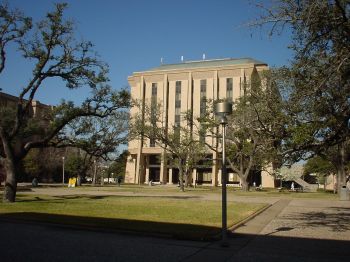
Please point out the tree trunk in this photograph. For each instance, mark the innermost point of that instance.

---

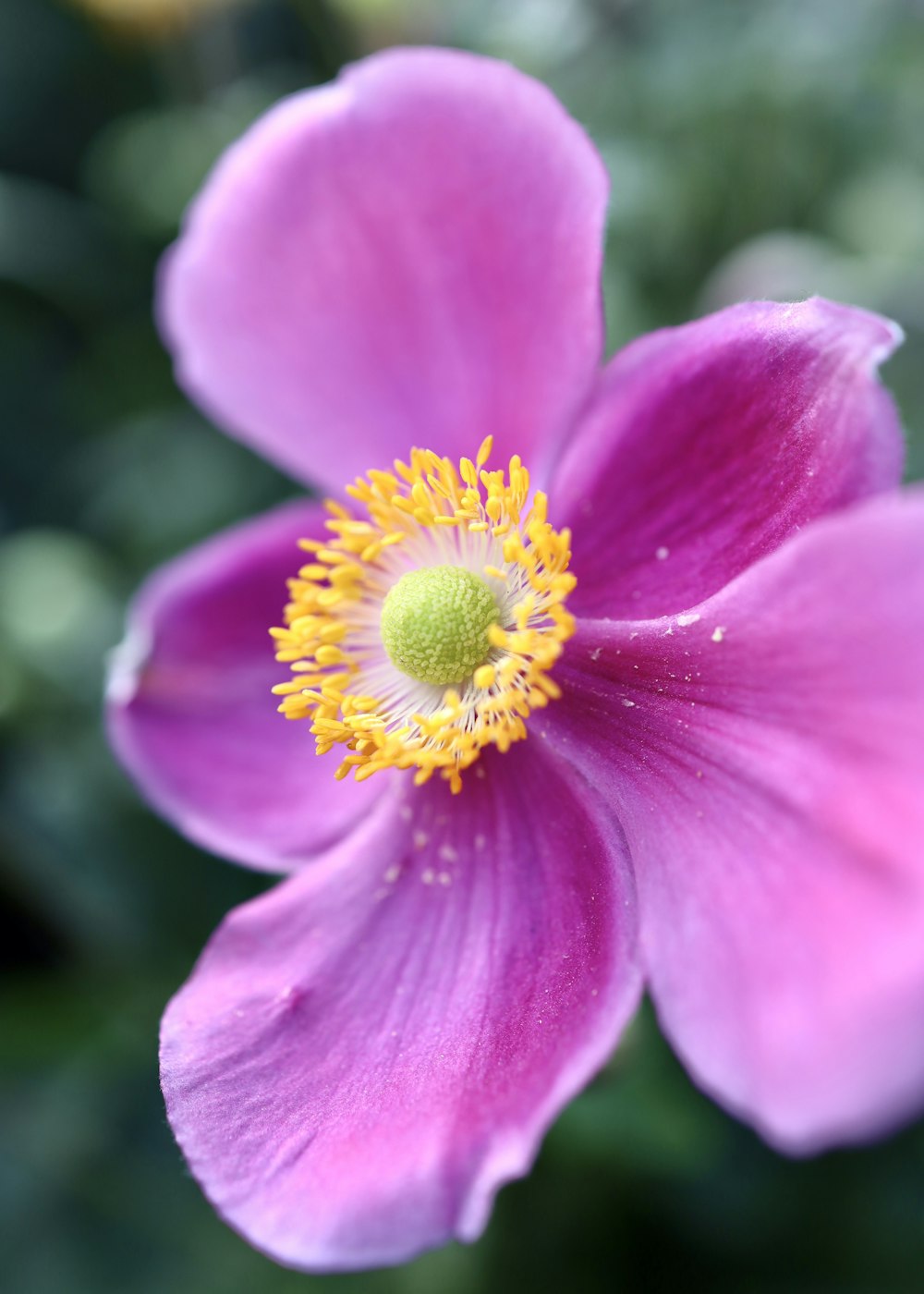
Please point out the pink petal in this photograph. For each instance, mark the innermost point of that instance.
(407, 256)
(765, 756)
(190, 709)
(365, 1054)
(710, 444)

- **Aim**: From the items above, extract each line that contains the word "this". Case counts.

- **Response to the task**:
Please point out the tree trunk in this photograph. For each instance, mark the innermost point of that instance.
Please point out the pink petal in this photograph. For each instance, mark the innermost point of that instance.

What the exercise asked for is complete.